What this exercise asks
(a) Reproduce the tribute to Mama Madikizela-Mandela word for word, everything from "Viva SACP, Viva!" down to "Winnie Nomzamo Madikizela-Mandela.".
(b) Write the next part of the tribute to Mama Madikizela-Mandela, picking up right after its final sentence.

Passage given
+ + +

Tribute by SANCO EC Cde Tony Duba to Mama Madikizela-Mandela

NANGOZA JEBE HALL

PORT ELIZABETH

Viva ANC, Viva!
Viva SANCO, Viva!
Viva SACP, Viva!
Viva COSATU, Viva!
Wathint’umama! Wathint’imbokodo!
Roar Young Lions, Roar.

We are gathered here under macabre, morbid circumstances as a Nation. But what binds us is the fact that Mama Winnie was a person that was full of life and enjoyed it, although life dealt her a different set of cards than the rest of us. With that in mind, we may be here to mourn as the occasion suggests, but we must always rejoice and celebrate the life and times of a revolutionary par excellence in the mould of Mama Winnie Nomzamo Madikizela-Mandela.
Her generation is leaving us behind and does so at a time where, as a nation and the continent at large, need their wisdom and wise counsel. One never knows the value of the thing that one possesses, until the day they lose it. We are now poorer to have lost such a courageous person, who always displayed features akin to those displayed by a Mother Hen, which guards its young from all the intrusion and security breaches posed by hunters who may have an intention to devour it.
Our stalwart, Mama Winnie, knew very well that the generation of the 1970’s and the one that followed it of the 1980s needed parents and guidance, both in the figurative and literal sense. She provided that which was needed by the circumstances of the time. She was the real Mother Hen and kept the enemy at bay in her attempt to protect the young people who showed an immense interest in the struggle for liberation of South Africa from the bondage of colonialism and the scourge of apartheid.

+ + +

Segmentation dataset excerpts:
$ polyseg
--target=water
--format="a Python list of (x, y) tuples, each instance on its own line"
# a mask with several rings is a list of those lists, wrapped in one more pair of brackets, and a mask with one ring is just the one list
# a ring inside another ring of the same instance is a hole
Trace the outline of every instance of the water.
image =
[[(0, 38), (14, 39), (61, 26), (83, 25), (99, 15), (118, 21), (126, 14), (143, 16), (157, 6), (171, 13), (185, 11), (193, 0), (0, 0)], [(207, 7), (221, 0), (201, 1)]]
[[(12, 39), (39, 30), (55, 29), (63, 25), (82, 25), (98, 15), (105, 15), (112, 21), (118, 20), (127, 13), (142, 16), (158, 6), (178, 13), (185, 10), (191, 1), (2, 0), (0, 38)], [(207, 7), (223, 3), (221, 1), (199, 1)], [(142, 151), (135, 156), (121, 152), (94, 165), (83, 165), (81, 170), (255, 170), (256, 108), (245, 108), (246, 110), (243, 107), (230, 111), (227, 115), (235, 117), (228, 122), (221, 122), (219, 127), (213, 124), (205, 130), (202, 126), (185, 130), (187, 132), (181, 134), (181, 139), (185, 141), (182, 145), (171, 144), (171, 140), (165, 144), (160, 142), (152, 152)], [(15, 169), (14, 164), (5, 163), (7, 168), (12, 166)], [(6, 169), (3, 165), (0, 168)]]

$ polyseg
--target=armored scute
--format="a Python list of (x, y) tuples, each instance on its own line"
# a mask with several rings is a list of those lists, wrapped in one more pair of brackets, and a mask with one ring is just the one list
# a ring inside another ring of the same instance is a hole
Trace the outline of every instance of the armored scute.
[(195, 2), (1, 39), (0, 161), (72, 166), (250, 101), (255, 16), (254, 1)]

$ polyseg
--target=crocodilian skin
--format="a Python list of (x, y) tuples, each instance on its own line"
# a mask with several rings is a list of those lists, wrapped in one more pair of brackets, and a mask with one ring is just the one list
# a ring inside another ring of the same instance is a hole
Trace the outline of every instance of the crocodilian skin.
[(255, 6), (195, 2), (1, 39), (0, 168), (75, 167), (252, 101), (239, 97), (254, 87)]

+ + +

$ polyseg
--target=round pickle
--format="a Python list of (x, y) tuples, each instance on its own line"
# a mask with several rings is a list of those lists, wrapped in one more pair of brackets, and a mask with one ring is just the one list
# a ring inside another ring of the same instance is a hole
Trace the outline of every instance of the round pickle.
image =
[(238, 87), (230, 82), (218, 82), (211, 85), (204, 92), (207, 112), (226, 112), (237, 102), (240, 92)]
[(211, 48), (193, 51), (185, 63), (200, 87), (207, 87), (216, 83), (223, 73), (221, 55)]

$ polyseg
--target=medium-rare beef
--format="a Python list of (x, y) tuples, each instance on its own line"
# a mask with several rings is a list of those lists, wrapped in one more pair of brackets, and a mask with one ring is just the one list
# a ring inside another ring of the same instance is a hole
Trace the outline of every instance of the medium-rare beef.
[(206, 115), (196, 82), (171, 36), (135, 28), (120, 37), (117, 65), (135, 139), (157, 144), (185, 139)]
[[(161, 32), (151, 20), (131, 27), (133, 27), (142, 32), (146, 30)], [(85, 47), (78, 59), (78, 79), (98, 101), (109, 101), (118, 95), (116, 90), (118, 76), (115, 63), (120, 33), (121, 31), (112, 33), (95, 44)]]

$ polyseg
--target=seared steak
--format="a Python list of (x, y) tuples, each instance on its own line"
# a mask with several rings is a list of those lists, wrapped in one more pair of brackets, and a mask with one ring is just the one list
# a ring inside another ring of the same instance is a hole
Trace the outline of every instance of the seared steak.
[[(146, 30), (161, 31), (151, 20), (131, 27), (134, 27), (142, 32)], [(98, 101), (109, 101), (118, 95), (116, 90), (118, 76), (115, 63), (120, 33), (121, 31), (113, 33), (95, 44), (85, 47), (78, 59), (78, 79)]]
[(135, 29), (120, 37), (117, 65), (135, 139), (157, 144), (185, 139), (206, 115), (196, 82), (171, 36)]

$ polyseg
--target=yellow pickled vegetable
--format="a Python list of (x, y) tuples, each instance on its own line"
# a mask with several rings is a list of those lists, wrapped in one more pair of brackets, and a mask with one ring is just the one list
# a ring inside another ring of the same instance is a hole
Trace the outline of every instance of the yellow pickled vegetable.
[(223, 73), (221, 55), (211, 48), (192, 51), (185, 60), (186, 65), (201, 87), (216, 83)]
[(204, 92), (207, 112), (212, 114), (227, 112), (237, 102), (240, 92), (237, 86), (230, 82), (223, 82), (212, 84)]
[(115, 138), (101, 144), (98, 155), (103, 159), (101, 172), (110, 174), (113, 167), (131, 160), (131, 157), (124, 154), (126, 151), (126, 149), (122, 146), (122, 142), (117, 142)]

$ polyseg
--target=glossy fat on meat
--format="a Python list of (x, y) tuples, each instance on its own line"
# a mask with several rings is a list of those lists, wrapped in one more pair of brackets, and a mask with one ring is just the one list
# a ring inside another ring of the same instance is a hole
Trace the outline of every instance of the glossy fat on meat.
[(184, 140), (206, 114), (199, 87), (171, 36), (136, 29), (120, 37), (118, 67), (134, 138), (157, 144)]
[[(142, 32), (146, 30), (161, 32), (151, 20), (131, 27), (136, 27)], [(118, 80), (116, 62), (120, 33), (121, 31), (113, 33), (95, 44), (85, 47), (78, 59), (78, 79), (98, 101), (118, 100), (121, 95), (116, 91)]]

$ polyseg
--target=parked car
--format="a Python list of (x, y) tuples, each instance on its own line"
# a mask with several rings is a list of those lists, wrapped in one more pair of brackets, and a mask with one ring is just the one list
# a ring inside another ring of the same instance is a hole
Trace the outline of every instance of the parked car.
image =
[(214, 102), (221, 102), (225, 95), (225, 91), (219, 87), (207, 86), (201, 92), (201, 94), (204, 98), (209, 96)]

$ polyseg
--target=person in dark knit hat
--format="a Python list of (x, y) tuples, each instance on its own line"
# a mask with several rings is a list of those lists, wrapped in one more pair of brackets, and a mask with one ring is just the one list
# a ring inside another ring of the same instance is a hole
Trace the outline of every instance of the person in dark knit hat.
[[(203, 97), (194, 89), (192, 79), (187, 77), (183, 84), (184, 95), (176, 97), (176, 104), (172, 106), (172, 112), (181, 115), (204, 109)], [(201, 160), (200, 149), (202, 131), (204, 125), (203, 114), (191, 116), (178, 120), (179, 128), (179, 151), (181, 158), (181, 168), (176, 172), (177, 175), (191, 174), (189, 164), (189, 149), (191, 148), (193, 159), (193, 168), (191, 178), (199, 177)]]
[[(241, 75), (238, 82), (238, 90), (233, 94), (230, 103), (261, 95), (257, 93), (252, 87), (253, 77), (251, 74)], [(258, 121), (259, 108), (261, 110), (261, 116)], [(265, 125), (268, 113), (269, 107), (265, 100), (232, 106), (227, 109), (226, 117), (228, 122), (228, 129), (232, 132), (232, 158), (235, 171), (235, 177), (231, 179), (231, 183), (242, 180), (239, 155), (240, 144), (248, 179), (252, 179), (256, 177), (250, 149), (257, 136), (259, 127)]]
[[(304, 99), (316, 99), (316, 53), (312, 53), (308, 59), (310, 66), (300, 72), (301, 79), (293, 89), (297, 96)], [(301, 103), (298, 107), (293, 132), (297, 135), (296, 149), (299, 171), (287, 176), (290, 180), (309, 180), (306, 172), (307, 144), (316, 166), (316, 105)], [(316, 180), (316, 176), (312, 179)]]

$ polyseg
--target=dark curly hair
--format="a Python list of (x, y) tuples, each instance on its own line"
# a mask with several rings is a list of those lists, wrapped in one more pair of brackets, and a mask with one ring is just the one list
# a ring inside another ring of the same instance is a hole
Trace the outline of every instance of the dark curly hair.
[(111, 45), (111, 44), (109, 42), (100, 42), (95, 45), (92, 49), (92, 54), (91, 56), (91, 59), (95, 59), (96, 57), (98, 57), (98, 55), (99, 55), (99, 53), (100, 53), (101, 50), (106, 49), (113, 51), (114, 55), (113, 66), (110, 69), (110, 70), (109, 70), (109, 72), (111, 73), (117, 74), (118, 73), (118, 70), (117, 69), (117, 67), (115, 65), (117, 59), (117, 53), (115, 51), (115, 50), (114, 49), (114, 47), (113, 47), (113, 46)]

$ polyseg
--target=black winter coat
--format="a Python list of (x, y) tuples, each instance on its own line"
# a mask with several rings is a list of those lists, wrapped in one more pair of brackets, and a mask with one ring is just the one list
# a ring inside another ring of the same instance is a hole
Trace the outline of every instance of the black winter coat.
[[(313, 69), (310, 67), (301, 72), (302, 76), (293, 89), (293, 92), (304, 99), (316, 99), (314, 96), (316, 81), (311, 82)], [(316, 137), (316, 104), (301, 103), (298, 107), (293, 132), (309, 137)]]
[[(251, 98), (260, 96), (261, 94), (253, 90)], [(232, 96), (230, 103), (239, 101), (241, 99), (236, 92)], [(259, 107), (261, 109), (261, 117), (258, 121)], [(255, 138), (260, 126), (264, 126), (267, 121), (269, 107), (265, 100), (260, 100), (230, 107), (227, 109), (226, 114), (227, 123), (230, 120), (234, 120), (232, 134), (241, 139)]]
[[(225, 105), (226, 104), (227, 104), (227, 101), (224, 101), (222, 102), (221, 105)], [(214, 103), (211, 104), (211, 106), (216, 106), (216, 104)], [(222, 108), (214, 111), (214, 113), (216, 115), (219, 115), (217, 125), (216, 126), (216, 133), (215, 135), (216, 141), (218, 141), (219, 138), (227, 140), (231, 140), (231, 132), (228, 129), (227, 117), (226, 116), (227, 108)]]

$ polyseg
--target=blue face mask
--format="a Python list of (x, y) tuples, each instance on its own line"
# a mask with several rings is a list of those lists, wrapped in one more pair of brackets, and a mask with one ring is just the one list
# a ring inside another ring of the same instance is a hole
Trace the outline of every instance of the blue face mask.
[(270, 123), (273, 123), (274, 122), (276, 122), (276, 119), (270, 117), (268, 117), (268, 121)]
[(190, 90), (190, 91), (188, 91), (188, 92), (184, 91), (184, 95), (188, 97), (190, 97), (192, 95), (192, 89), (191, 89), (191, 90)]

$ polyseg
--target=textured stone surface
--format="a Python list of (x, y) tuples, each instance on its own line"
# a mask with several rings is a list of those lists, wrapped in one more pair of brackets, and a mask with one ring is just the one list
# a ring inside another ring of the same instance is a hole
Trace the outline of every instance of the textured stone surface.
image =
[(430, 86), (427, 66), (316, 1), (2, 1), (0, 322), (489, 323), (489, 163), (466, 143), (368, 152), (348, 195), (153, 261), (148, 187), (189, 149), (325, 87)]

+ + +

Answers below
(a)
Viva SACP, Viva!
Viva COSATU, Viva!
Wathint’umama! Wathint’imbokodo!
Roar Young Lions, Roar.

We are gathered here under macabre, morbid circumstances as a Nation. But what binds us is the fact that Mama Winnie was a person that was full of life and enjoyed it, although life dealt her a different set of cards than the rest of us. With that in mind, we may be here to mourn as the occasion suggests, but we must always rejoice and celebrate the life and times of a revolutionary par excellence in the mould of Mama Winnie Nomzamo Madikizela-Mandela.

(b)
She performed her role with aplomb and deserves all the accolades that have been bestowed upon her. The enemy was relentless in its pursuit of her and their persecution of her for who she was and what they deemed she represented. All of those tactics that they applied in isolating her from her people and trying to tarnish her image, using their instruments they had planted inside the liberation movement. The tactic of the enemy that was put into good use then, in persecuting and denigrating Mama Winnie, continued to be utilised even after the attainment of liberation in 1994.
Mama Winnie was the symbol of resistance against the apartheid regime and served as a beacon of hope for the hopeless. Her conviction of her beliefs and courage to confront the enemy, even when it believed that it dealt a fatal blow to her political and personal lives. Lesser men and women of stature fell, many not because of their weaknesses to resist the enemy, but they wanted to enjoy the benefits the association with the enemy provided at the time. Mama Winnie was a qualified Social Development/Welfare Practitioner. The heavens above could not have directed her to a more appropriate job in life, even though the system barred her from putting her skills into use.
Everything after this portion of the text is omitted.